# Messmers stain



## Msargent (Jan 16, 2009)

Anyone use this product? I am looking into using it on a hand rail but want to ask about it first. Its a cedar handrail. I am going for Low maintiance wash and repeat in years to come


----------



## RCP (Apr 18, 2007)

It's pretty popular out here, there are several products, which one are you thinking of?
We have used it with no problems.


----------



## PressurePros (May 6, 2007)

There are definitely better choices but you won't get them at a local store unfortunately. I strip off more blackened messmer's than the company would ever admit.


----------



## RCP (Apr 18, 2007)

Why is that Ken? The blackening?
We don't do it a lot and I have not seen it, except for that one job I posted, but that was the wrong stuff applied the wrong way to the wrong surface!

Seems to be the standard for the log homes around here, but that's what the builders use the most.


----------



## PressurePros (May 6, 2007)

Chris, the fungicide package doesn't hold up.


----------



## RCP (Apr 18, 2007)

Thanks, do you think the fact we are in a dry desert climate makes a difference?


----------



## Msargent (Jan 16, 2009)

Thanks Ken I was hoping to hear it wasnt like Penafin. The railing system has sikkens on it now and its peeling badly. I am Looking into something with a tint to it or natural that can be just washed every year after appplication. I will come up with something soon I need to get back to the guy.


----------



## PressurePros (May 6, 2007)

RCP said:


> Thanks, do you think the fact we are in a dry desert climate makes a difference?


Yes, definitely, Chris. Humid and wet here on the east coast. To be honest, not many products hold up more than a year without some type of growth. It just depends if that growth ends up inside the finish or on top of it. The latter is easily rectified with maintenance.


----------



## Msargent (Jan 16, 2009)

Thanks Again Ken. I wish i would have taken Pics of the hand railing . Sikkens on it and its peeling badly. I might go back to Deckscapes easiest to reapply. If it was protected by the elements i would push him down the Sikkens path.Horizontal surface in Vt open to the harsh snow making and Mtn weather. I talked with a local dealer who said austrailin timber oil is being pulled from his shelfs for breaking down.You happen to have any suggestions on a product? its cedar handrail


----------



## dvp (Jun 21, 2010)

i use messimers uv plus all the time. we are in the desert, so the sun is the enemy here. i have saved many wood decks with this product and i dont think it can peel if applied correctly. last one i did i came back to recoat a year later and it would still bead water. gave a coat anyways. came to recoat the third year and didnt even need to be done. we dont get mold here though, unless you have a swamp cooler or water leak. also did a new cedar lattice patio with it and looked awsome. beats anything else ive tried hands down.


----------



## Brett (Mar 7, 2008)

We have used Messmers, Austrailian Timber oil, Sikkens, penafin, BM products, Cabots......nothing seems to last here in the Northeast. 

All seem to turn black within a year or two.


----------

------------------------------------

_Objective A:_
Please rewrite everything in the Messmer's stain thread from "There are definitely" down to "Ken? The blackening?", changing "blackened" to "darkened".
_Objective B:_
In the Messmer's stain thread, which part of the product does PressurePros say doesn't hold up?

_Data block:_
------------------------------------

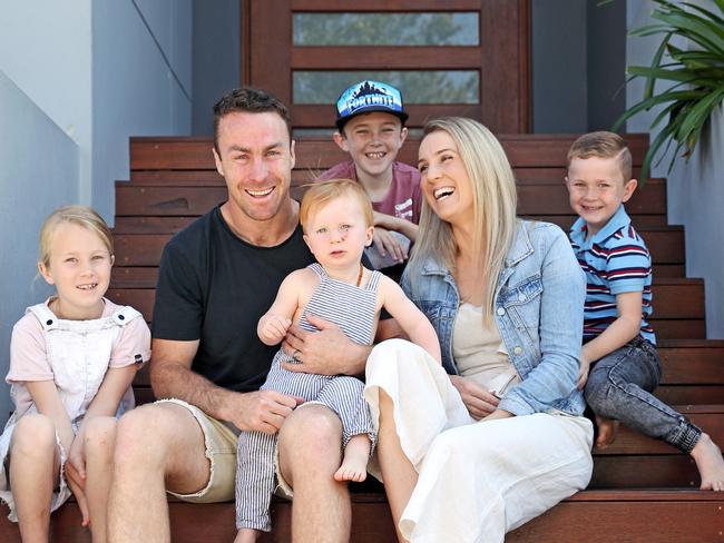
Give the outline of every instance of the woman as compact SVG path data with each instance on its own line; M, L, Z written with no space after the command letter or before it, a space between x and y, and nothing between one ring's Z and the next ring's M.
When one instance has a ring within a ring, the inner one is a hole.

------------------------------------

_Task response A:_
There are definitely better choices but you won't get them at a local store unfortunately. I strip off more darkened messmer's than the company would ever admit.


----------



## RCP (Apr 18, 2007)

Why is that Ken? The blackening?

_Task response B:_
The fungicide package.